Given passage:
=== Begin Enclosure ===

He "thinks" he has that authority.  Just saying it does not make it so.  He cannot restrict any business legally operating in Florida from applying reasonable and non-discriminatory (legally defined discrimination) restrictions on access.  Businesses do it all the time, as evidenced by the many, many businesses here in Florida that require and enforce masks and social distancing, to name just a few.  There may well be challenges to vaccine access being discriminatory, but achieving "protected class" status is going to be a tough (and likely unsuccessful) road.  Lastly, ports are controlled at local, state and federal levels.  It is very murky indeed.  But cruises are international travel, and simply based on that he has no authority.

I liked your statement that you believe requiring a vaccine would not be considered non-discriminatory? Having two classes of people?  In a country, that has never made any law mandatory to the control of your body and what you are required to put in it?  I will also add, That I have been eating in restaurants and going in stores for months in Florida without a mask.   Very few places will turn away your money in Florida.

=== End Enclosure ===

Collected data entries
=== Begin Enclosure ===

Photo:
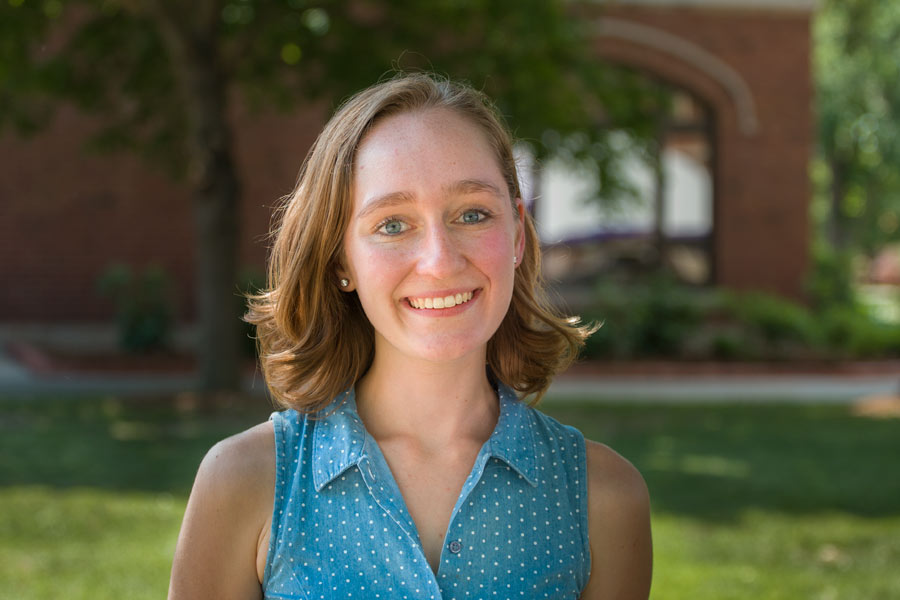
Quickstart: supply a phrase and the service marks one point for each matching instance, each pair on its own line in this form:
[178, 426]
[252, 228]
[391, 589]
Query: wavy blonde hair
[315, 340]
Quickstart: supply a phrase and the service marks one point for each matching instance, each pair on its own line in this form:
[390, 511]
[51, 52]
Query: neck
[431, 403]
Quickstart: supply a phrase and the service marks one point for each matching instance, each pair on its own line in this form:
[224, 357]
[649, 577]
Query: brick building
[65, 214]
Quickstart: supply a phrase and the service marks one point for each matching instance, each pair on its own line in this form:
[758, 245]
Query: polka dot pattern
[340, 528]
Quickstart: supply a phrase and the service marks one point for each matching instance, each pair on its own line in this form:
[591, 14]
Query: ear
[342, 273]
[520, 231]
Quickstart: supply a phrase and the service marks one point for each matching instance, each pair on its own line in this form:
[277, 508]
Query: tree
[163, 72]
[857, 69]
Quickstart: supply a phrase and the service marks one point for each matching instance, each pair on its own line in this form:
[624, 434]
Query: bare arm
[221, 548]
[621, 548]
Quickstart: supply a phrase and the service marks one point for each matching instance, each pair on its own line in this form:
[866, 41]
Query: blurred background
[716, 181]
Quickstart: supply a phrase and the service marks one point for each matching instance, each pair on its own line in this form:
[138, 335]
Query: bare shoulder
[222, 541]
[619, 527]
[242, 460]
[613, 482]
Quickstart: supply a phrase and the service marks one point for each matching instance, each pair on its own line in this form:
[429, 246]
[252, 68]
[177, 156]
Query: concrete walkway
[726, 388]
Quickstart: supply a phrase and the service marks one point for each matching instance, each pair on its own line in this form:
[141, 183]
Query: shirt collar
[340, 438]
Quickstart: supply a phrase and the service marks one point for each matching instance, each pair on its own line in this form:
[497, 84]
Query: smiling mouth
[440, 302]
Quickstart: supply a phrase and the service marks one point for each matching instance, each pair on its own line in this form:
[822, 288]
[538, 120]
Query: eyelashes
[395, 225]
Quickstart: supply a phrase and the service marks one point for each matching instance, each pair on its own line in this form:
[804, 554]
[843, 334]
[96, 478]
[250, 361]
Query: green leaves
[108, 57]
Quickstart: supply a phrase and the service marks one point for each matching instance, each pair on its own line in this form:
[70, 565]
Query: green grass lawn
[765, 502]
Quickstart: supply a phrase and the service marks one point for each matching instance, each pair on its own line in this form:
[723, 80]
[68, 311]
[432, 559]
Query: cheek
[377, 268]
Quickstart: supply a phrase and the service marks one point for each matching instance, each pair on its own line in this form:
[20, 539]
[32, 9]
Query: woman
[403, 309]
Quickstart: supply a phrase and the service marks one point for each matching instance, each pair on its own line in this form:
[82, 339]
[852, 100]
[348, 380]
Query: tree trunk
[835, 228]
[659, 202]
[215, 190]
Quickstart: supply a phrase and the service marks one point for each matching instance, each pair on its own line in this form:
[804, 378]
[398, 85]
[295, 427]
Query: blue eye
[392, 227]
[470, 217]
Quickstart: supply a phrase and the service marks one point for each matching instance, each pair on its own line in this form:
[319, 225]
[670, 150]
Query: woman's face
[432, 236]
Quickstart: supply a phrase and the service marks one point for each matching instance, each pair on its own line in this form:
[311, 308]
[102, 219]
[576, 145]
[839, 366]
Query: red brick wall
[762, 186]
[66, 214]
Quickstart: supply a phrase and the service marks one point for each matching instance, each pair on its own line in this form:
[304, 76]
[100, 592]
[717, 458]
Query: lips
[440, 302]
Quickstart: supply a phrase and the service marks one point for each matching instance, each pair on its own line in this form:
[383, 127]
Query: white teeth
[438, 303]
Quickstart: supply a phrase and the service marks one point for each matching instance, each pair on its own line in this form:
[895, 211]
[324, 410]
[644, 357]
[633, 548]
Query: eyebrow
[462, 187]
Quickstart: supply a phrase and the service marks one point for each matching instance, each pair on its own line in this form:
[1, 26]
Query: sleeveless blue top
[340, 528]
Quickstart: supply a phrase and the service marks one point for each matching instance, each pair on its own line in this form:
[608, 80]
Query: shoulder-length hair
[315, 340]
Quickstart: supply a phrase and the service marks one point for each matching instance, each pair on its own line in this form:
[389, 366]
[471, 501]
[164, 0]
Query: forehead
[414, 150]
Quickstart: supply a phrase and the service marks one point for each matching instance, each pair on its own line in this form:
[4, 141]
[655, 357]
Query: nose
[440, 255]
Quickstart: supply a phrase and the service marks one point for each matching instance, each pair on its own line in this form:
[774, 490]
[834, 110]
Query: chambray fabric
[340, 528]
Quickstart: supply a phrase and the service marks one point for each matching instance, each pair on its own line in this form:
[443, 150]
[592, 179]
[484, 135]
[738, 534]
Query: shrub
[143, 305]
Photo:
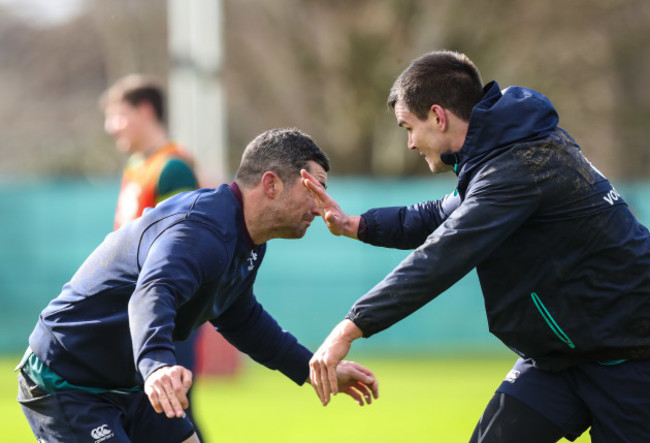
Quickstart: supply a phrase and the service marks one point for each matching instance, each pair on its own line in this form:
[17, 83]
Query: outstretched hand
[324, 365]
[167, 390]
[337, 221]
[357, 381]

=== End Enclosure ===

Problem requirements: Transcribe everything in the passage on Florida vaccine rules from "I liked your" down to "money in Florida.".

Result:
I liked your statement that you believe requiring a vaccine would not be considered non-discriminatory? Having two classes of people?  In a country, that has never made any law mandatory to the control of your body and what you are required to put in it?  I will also add, That I have been eating in restaurants and going in stores for months in Florida without a mask.   Very few places will turn away your money in Florida.